実施事項 —
A. ミャンマー総選挙の文章のうち、「選挙後初めて支持者を前に」で始まる段落を、主な事実を残して一文で短くまとめてください。
B. ミャンマー総選挙の文章を、最後の文の後から書き継ぐこと。

選挙後初めて支持者を前に演説したスー・チー氏は、「選挙結果は正式に確認されていないが、結果はみんな分かっていると思う」と述べ、勝利に自信を示しつつも、あからさまな勝利宣言などは行っていません。

また、勝利パレードなど敗者を刺激するような行動もとらないように抑制しています。

【「変革」を求めた国民 半世紀に及んだ国軍支配に対する抜きがたい嫌悪感
いずれにしても、まだ結果が判明していませんので、選挙の総括や今後の課題等に触れるのは早すぎる段階ではあります。

その点は承知のうえで、民主化を進めてきた政権・与党の敗北に関する簡単な総括と今後の話について。

****<ミャンマー総選挙>変革求めた国民・・・・野党「勝利****
ミャンマーで8日行われた総選挙は、アウンサンスーチー氏(70)率いる最大野党「国民民主連盟(NLD)」の勝利が確実視される。2011年に軍政から民政に移管して約4年半。

国民の心を捉えたのは、与党「連邦団結発展党(USDP)」を率いるテインセイン大統領(71)が訴えた「着実な民主化改革の継続」ではなく、スーチー氏が掲げた「チェンジ(変革)」だった。

抽出項目 —
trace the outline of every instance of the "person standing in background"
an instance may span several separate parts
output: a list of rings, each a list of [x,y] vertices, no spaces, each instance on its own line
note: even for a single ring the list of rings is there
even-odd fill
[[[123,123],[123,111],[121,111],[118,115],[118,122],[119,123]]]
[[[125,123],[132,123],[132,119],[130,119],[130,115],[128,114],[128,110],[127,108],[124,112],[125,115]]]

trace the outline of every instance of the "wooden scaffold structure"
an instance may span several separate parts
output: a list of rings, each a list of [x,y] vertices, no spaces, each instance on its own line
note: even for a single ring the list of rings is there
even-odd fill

練習問題の解答 —
A. スー・チー氏は選挙後初の支持者向け演説で、結果は未確定だが皆分かっていると思うと述べて勝利への自信を示しつつ、あからさまな勝利宣言は行わなかった。

B.
今の焦点は、NLDが政権を奪取できる議席を獲得するかに集約される。

 ◇根強い国軍への嫌悪感
「正直、国民はNLD候補者の大半が嫌いです。NLDという組織も魅力的だとは思っていない。にもかかわらずNLDに投票したのは、変革を求めたから。その一点です」。地元紙ミャンマー・タイムズの政治部キャップ、イイトールイン記者(33)は、NLD躍進の背景をこう分析した。

スーチー氏は選挙遊説で「候補者個人ではなく、党の名前(NLDかどうか)で投票してほしい」と繰り返した。候補者について「玉石混交。当然教育する」との本音を吐露したことがある。

候補者に対して「メディアの個別取材に応じてはならない」とかん口令も出した。全体の15%と女性が比較的多くを占める候補者は、いわば「駒」だ。あえて有能な人材を登用しなかった面もあり、有権者には不評だった。

ある選挙区から下院選に出馬した女性(27)は法律を学ぶ現役の学生で、政治囚として2年間服役した経験がある。公募で選ばれた彼女はかん口令について「余計なことを話して問題になる可能性があり、微妙な時期なので仕方がない」と漏らした。

これに対し、テインセイン氏が率いる与党USDPの候補者は、軍出身者だけでなく、法律家、ビジネスマンなど年齢層も高く、NLDに比べ地元の「名士」と呼ばれる人物が多いのが特徴だ。

だが、国民の多くは「変革」を求めてNLDに投票した。その背景には、半世紀に及んだ国軍支配に対する国民の抜きがたい嫌悪感があるからだ。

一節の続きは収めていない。